- [SOURCE TEXT]
================

Though pandas
has nice syntax for aggregating with dicts and NamedAggs, these can come at a huge efficiency cost. The reason is because instead of using the built-in groupby methods, which are optimized and/or implemented in cython, any .agg(lambda x: ...)
or .apply(lambda x: ...)
is going to take a much slower path.
What this means is that you should stick with the built-ins you can reference directly or by alias. Only as a last resort should you try to use a lambda
:
In this particular case use
df.groupby('numbers')[['colors']].agg('nunique', dropna=False)
Avoid
df.groupby('numbers').agg({'colors': lambda x: x.nunique(dropna=False)})
This example shows that that while equivalent in output, and a seemingly minor change, there are enormous consequences in terms of performance, especially as the number of groups becomes large.
import perfplot
import pandas as pd
import numpy as np
def built_in(df):
return df.groupby('numbers')[['colors']].agg('nunique', dropna=False)
def apply(df):
return df.groupby('numbers').agg({'colors': lambda x: x.nunique(dropna=False)})
perfplot.show(
setup=lambda n: pd.DataFrame({'numbers': np.random.randint(0, n//10+1, n),
'colors': np.random.choice([np.NaN] + [*range(100)])}),
kernels=[
lambda df: built_in(df),
lambda df: apply(df)],
labels=['Built-In', 'Apply'],
n_range=[2 ** k for k in range(1, 20)],
equality_check=np.allclose,
xlabel='~N Groups'
)

But you want to do multiple aggregations and use different columns
The .groupby()

================

- [EXERCISE A] Counting case, how many lines in the rows below contain the word "each"? Reply with the number alone.
- [EXERCISE B] How would the text above on pandas groupby aggregation speed go on? Continue it from its last line.

================

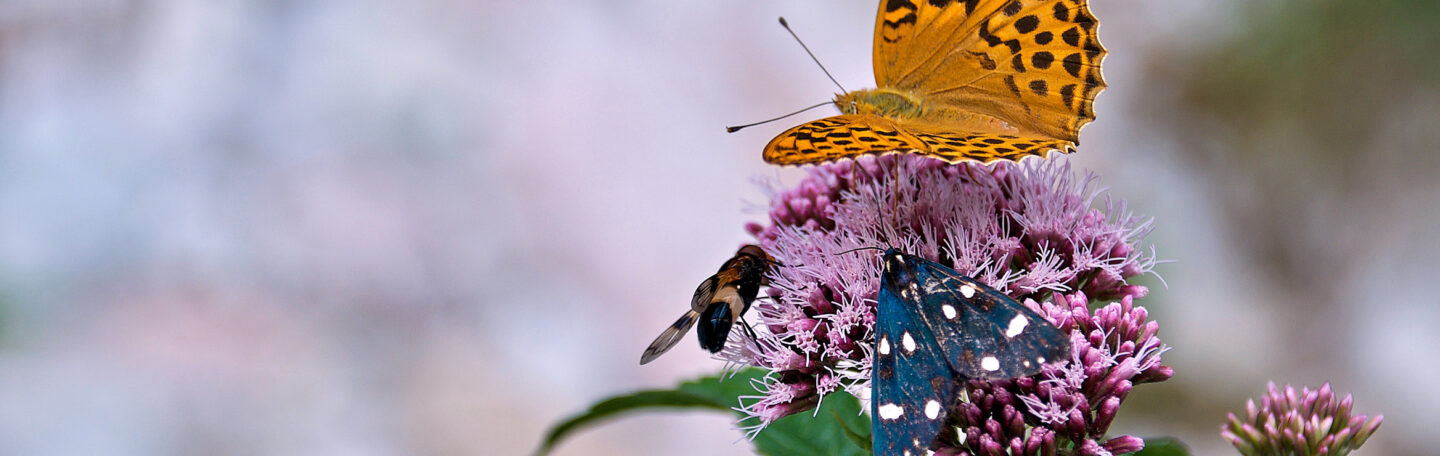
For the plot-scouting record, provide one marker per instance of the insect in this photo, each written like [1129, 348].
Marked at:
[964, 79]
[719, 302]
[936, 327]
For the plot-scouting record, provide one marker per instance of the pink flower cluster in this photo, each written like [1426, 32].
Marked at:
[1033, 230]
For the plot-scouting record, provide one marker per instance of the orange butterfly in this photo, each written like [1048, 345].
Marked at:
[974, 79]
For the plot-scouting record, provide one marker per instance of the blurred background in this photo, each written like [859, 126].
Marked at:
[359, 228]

================

- [FINAL ANSWER A] 4

- [FINAL ANSWER B]
part of a groupby doesn't really do that much; it simply ensures the mapping is correct. So though unintuitive, it is still much faster to aggregate with the built-in separately and concatenate the results in the end than it is to agg with a simpler dict using a lambda.
Here is an example also wanting to sum
the weight column, and we can see that splitting is still a lot faster, despite needing to join manually
def built_in(df):
return pd.concat([df.groupby('numbers')[['colors']].agg('nunique', dropna=False),
df.groupby('numbers')[['weight']].sum()], axis=1)
def apply(df):
return df.groupby('numbers').agg({'colors': lambda x: x.nunique(dropna=False),
'weight': 'sum'})
perfplot.show(
setup=lambda n: pd.DataFrame({'numbers': np.random.randint(0, n//10+1, n),
'colors': np.random.choice([np.NaN] + [*range(100)]),
'weight': np.random.normal(0,1,n)}),
kernels=[
lambda df: built_in(df),
lambda df: apply(df)],
labels=['Built-In', 'Apply'],
n_range=[2 ** k for k in range(1, 20)],
equality_check=np.allclose,
xlabel='~N Groups'
)